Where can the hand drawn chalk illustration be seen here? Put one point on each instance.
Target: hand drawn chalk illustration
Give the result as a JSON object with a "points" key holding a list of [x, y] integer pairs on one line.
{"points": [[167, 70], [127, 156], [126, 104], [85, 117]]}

* * * * * * * * *

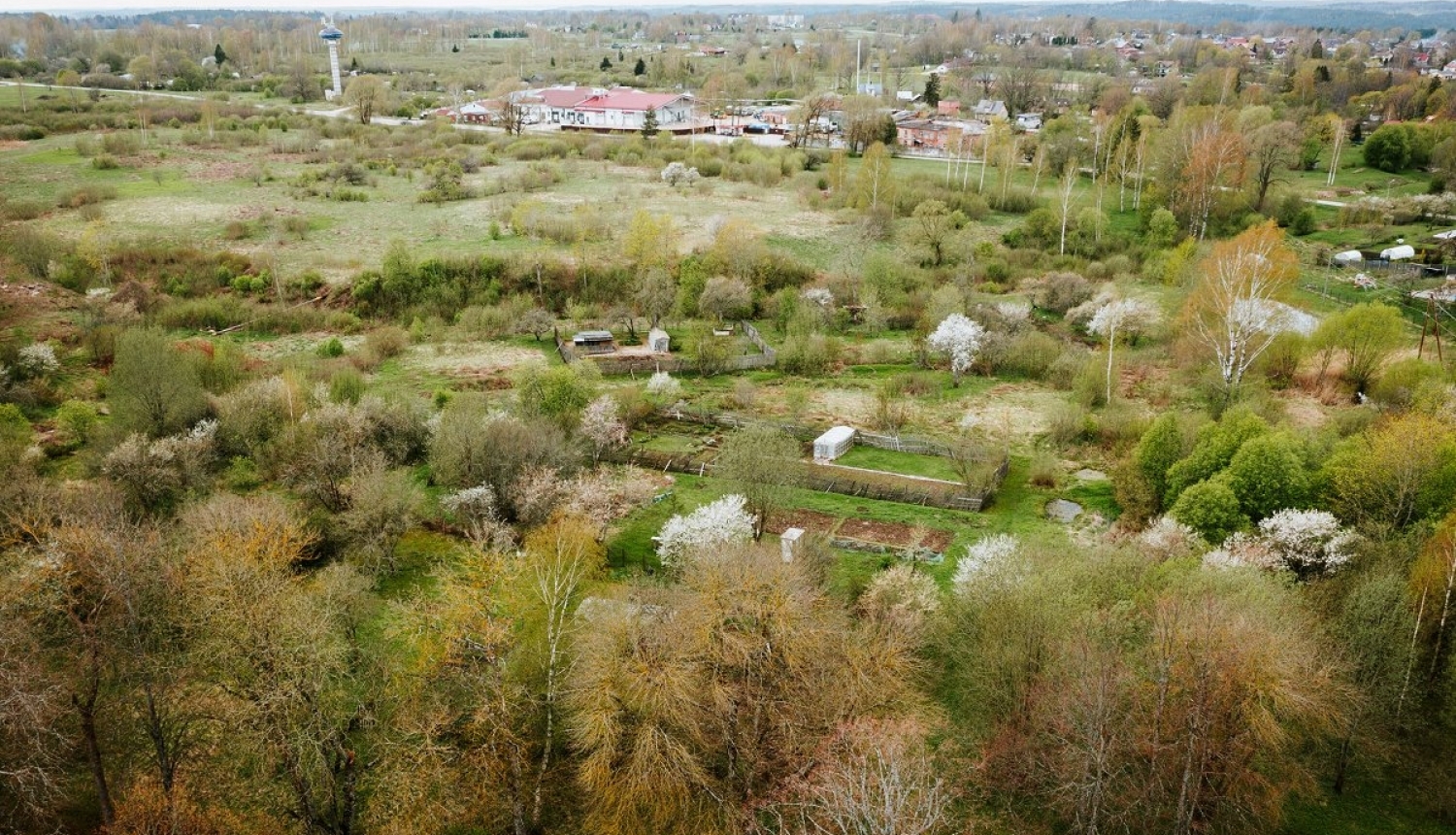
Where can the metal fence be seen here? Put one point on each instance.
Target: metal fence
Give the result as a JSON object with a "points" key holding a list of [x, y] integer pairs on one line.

* * * * * * * * *

**PROBLEM TO SOLVE**
In which lines of the records does the word "drawn" appear? Copy each of them.

**SOLVED PROBLEM**
Where can the hand drawn chalk illustration be seen here? Put one point on each instance.
Target: hand drawn chalk illustration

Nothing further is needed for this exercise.